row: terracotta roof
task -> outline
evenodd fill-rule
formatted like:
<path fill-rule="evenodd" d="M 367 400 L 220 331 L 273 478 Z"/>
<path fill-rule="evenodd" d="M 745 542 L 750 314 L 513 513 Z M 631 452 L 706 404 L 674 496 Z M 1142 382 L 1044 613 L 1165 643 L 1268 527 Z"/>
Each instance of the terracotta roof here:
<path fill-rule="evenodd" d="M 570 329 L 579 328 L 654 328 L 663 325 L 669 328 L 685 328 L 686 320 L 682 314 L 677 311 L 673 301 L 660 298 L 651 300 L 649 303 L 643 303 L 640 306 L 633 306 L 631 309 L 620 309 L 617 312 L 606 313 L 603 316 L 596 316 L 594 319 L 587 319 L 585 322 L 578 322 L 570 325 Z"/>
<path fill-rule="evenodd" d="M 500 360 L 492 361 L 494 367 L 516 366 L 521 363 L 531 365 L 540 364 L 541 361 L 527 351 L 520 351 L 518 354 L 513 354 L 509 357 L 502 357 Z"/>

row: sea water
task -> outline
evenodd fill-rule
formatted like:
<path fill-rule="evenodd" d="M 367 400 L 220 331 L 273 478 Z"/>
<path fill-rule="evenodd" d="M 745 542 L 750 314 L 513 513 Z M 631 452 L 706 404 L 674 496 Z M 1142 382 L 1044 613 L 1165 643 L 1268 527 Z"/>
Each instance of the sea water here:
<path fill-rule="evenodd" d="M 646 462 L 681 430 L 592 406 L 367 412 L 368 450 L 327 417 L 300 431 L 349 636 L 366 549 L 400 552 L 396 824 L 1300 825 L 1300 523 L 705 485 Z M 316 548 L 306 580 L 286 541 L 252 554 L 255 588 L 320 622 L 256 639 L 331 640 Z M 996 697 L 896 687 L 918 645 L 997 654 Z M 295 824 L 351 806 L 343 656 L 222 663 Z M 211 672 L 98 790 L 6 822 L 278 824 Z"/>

——————

Instructions for the task => With no line omitted, copy all the data exactly.

Your solution =>
row: terracotta roof
task -> outline
evenodd fill-rule
formatted like:
<path fill-rule="evenodd" d="M 367 400 L 220 331 L 273 478 Z"/>
<path fill-rule="evenodd" d="M 745 542 L 750 314 L 513 513 Z M 631 452 L 706 404 L 674 496 Z M 1142 382 L 1044 613 L 1165 643 L 1268 527 Z"/>
Each instance of the terracotta roof here:
<path fill-rule="evenodd" d="M 570 329 L 579 328 L 654 328 L 663 325 L 669 328 L 685 328 L 686 320 L 682 314 L 677 311 L 673 301 L 660 298 L 651 300 L 649 303 L 643 303 L 640 306 L 633 306 L 631 309 L 620 309 L 617 312 L 606 313 L 603 316 L 596 316 L 594 319 L 587 319 L 585 322 L 578 322 L 570 325 Z"/>
<path fill-rule="evenodd" d="M 500 360 L 492 361 L 494 367 L 516 366 L 521 363 L 531 365 L 540 364 L 541 361 L 527 351 L 520 351 L 518 354 L 513 354 L 509 357 L 502 357 Z"/>

row: sea water
task -> outline
evenodd fill-rule
formatted like:
<path fill-rule="evenodd" d="M 367 400 L 220 331 L 273 478 Z"/>
<path fill-rule="evenodd" d="M 745 542 L 750 314 L 513 513 Z M 631 452 L 706 404 L 674 496 Z M 1142 382 L 1044 613 L 1165 643 L 1268 527 Z"/>
Each instance of the sea water here:
<path fill-rule="evenodd" d="M 646 462 L 681 430 L 592 406 L 367 412 L 368 450 L 327 417 L 300 431 L 349 636 L 366 549 L 400 552 L 396 824 L 1300 825 L 1300 523 L 705 485 Z M 316 548 L 306 580 L 286 541 L 252 554 L 255 588 L 320 622 L 256 639 L 331 640 Z M 996 697 L 896 687 L 918 645 L 997 654 Z M 295 824 L 351 806 L 343 656 L 222 663 Z M 211 672 L 98 790 L 6 822 L 278 824 Z"/>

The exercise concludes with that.